━━━━━ 抜粋した本文
抵当権が実行され競落した者が新しい所有者になります。

 

土地と建物が一緒に競売に出て両方落札できれば良いですが

もし、建物だけに抵当権がついていて建物だけを落札となった場合

逆に土地だけに抵当権が設定されていて建物には設定されていない場合

競売の結果、土地と建物の所有者が異なるようになるようなケースもあります。

 

そのような際にどうなるのかをいう話が法定地上権、一括競売となります。

 

  法定地上権

まず民法では、まだ使える建物を壊すのは社会経済上不利益だという視点があります。

なるべく建物は壊さないようにということです。

さらに,抵当権者も法定地上権発生するのを認識しているという考え方があります。

抵当権者にすごく不利益になる時は成立させないようにしています。

(地上権がついている土地は安くなります。更地と地上権がついている土地の価値はかなり違います)

 

例えば

Bが自己所有の土地の上に建物を所有しており、

この建物だけにAのために抵当権を設定した

というケースで考えます。(土地と建物が同一の所有者)

 

抵当権実行で競売となるのは、

抵当権がついている建物だけが競売で売りに出ます。
━━━━━━━━━━
━━━━━ データ行
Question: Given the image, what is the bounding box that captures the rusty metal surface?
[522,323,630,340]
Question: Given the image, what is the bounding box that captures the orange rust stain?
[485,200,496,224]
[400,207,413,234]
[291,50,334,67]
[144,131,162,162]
━━━━━━━━━━
実施する作業:
A. 法定地上権の説明文のうち、「抵当権が実行され競落した者が新しい所有者になります。」で始まり「競売の結果、土地と建物の所有者が異なるようになるようなケースもあります。」まで続く部分を、一字一句そのまま書き写してください。
B. 法定地上権の説明文について、最後の文に続く部分を書き足すこと。
エントリーはこの作業には一切関わらない。

順番どおりの結果:
A.
抵当権が実行され競落した者が新しい所有者になります。

 

土地と建物が一緒に競売に出て両方落札できれば良いですが

もし、建物だけに抵当権がついていて建物だけを落札となった場合

逆に土地だけに抵当権が設定されていて建物には設定されていない場合

競売の結果、土地と建物の所有者が異なるようになるようなケースもあります。

B.
そして、その建物をCが競落すると、

CはBが所有する土地のうえに建物を所有している状態になり

人の土地に建物を所有することになります。

 

土地の上に建物を所有するためには、

所有権・地上権・賃借権・使用借権などといった、

土地を使える権利(利用権)が必要です。

 

ところが、Cは建物の権利だけを落札しており、土地については無権利で

建物を所有しているような状態になってしまいます。

 

そこで、民法は、Cが所有している建物のために、

「法定地上権」を成立させることで建物とCの使う権利を守るのです。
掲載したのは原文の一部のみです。